*Records to use:*
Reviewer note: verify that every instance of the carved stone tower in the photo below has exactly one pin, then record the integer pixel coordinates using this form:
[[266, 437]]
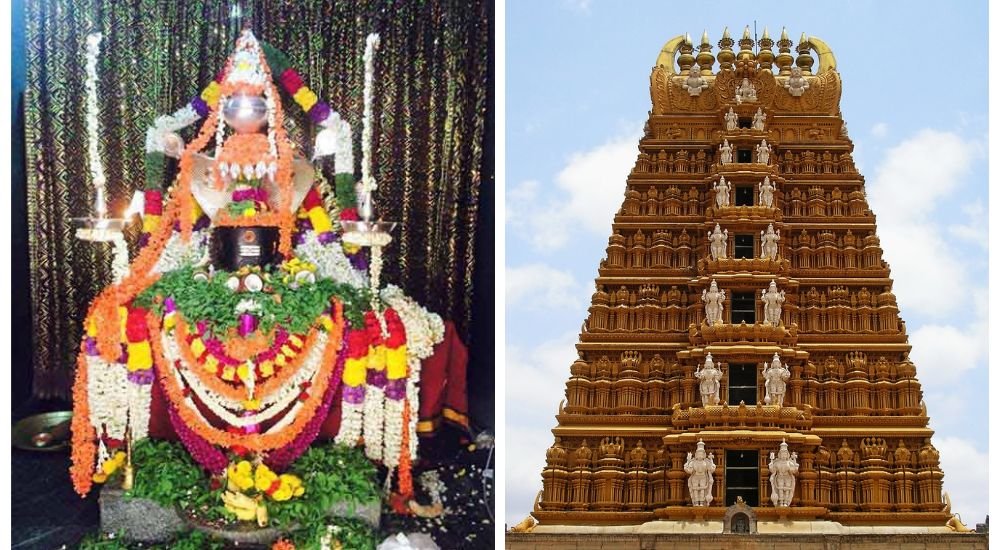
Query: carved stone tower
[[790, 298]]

---

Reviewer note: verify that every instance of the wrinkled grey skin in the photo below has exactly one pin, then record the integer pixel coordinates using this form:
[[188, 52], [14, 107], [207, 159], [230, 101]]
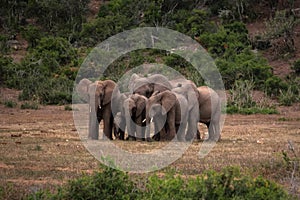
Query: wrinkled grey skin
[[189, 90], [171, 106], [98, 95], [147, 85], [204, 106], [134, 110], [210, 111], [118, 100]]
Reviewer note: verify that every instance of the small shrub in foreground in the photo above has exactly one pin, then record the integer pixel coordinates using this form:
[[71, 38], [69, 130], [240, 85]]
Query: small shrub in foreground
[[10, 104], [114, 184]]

* * *

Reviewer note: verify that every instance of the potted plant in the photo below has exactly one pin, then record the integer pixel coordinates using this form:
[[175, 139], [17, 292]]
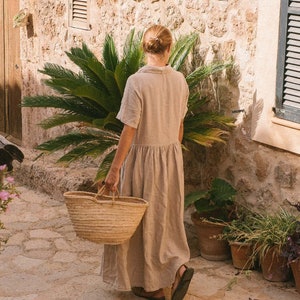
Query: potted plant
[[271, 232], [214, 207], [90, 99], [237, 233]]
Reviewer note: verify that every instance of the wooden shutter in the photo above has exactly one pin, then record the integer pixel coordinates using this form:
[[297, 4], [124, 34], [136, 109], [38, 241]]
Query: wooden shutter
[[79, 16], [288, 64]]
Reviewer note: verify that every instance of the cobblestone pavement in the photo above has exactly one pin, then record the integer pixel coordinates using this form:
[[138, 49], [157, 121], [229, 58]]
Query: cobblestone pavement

*Task instructions:* Rewrite the lines starting with the line containing "Reviewer note: verify that every instance of the cobblestone" and going on through the line containing "Query: cobblestone pavement", changing "cobblestone pavement" to "brick pavement" and leaving everything else unchanged.

*In response:*
Reviewer note: verify that every instance of the brick pavement in the photo above has exactly one pin, then record the integer pixel coordinates using this form:
[[138, 49], [157, 121], [229, 58]]
Query: brick pavement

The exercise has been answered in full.